- PAGE TEXT:
**********

From 64d2bd3ce2bafa95b68e747723732308f2021de5 Mon Sep 17 00:00:00 2001
From: Helen Lin <46795546+helen-m-lin@users.noreply.github.com>
Date: Fri, 12 Jul 2024 15:38:58 -0700
Subject: [PATCH 2/3] docs: add docdb interface and utils usage to readthedocs
 (#62)

* docs: add User Guide from README content

* docs: add public REST API usage docs

* docs: add Compass setup docs

* docs: add examples for DocumentDbSSHClient

* docs: add docdb intro to user guide

* docs: remove usage from readme

* docs: add utils automodule to readthedocs
---
 README.md                                     | 109 +------
 docs/source/ExamplesDocDBDirectConnection.rst | 293 ++++++++++++++++++
 docs/source/UserGuide.rst                     | 226 ++++++++++++++
 docs/source/aind_data_access_api.rst          |   8 +
 docs/source/index.rst                         |   2 +
 5 files changed, 534 insertions(+), 104 deletions(-)
 create mode 100644 docs/source/ExamplesDocDBDirectConnection.rst
 create mode 100644 docs/source/UserGuide.rst

diff --git a/README.md b/README.md
index 5258bfe..744aa4b 100644
--- a/README.md
+++ b/README.md
@@ -4,112 +4,13 @@
 ![Code Style](https://img.shields.io/badge/code%20style-black-black)

**********

- DATA EXTRACT:
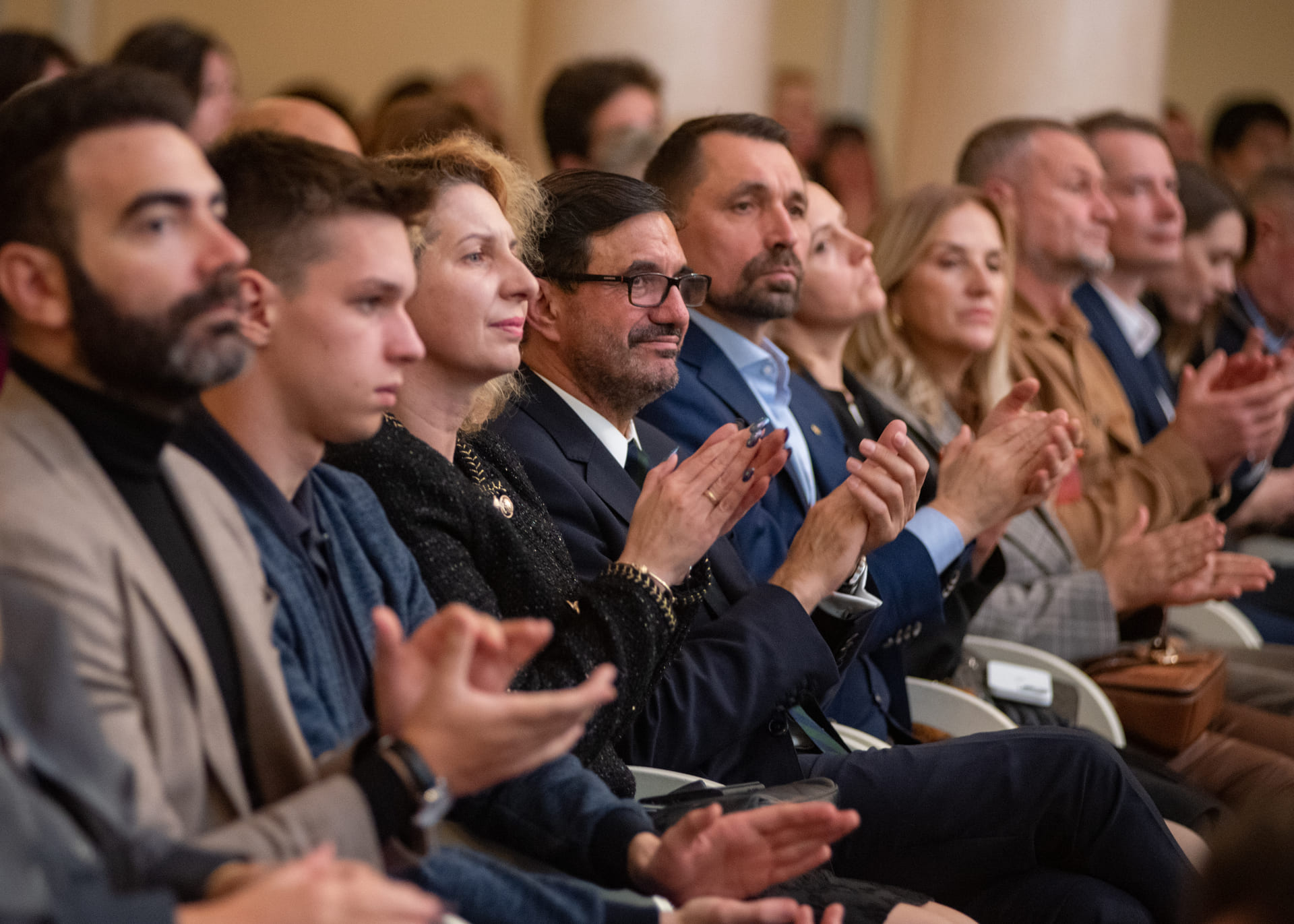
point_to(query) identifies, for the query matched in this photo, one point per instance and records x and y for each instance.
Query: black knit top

**********

- GOAL A: According to the documentation patch, how many files change, and with how many insertions and deletions?
- GOAL B: Does each statement agree with the documentation patch? Answer yes or no for each, and quote the words that decide it. (i) It is the second of three patches. (ii) It creates README.md as a new file. (iii) One of its listed changes adds examples for DocumentDbSSHClient.
- GOAL C: Resume the documentation patch after its last line, continuing the diff in the same format.

- EXPECTED ANSWER A: Five files change, with 534 insertions and 104 deletions.

- EXPECTED ANSWER B:
(i) Yes: "[PATCH 2/3]"
(ii) No: the created files are "create mode 100644 docs/source/ExamplesDocDBDirectConnection.rst" and "create mode 100644 docs/source/UserGuide.rst"
(iii) Yes: "docs: add examples for DocumentDbSSHClient"

- EXPECTED ANSWER C:
 [![semantic-release: angular](https://img.shields.io/badge/semantic--release-angular-e10079?logo=semantic-release)](https://github.com/semantic-release/semantic-release)
 
-API to interact with a few AIND databases.
+API to interact with a few AIND databases. We have two primary databases:
 
-## Usage
-We have two primary databases. A Document store to keep unstructured json documents, and a relational database to store structured tables.
+1. A document database (DocDB) to store
+   unstructured json documents. The DocDB contains AIND metadata.
+2. A relational database to store structured tables.
 
-### Document Store
-We have some convenience methods to interact with our Document Store. You can create a client by explicitly setting credentials, or downloading from AWS Secrets Manager.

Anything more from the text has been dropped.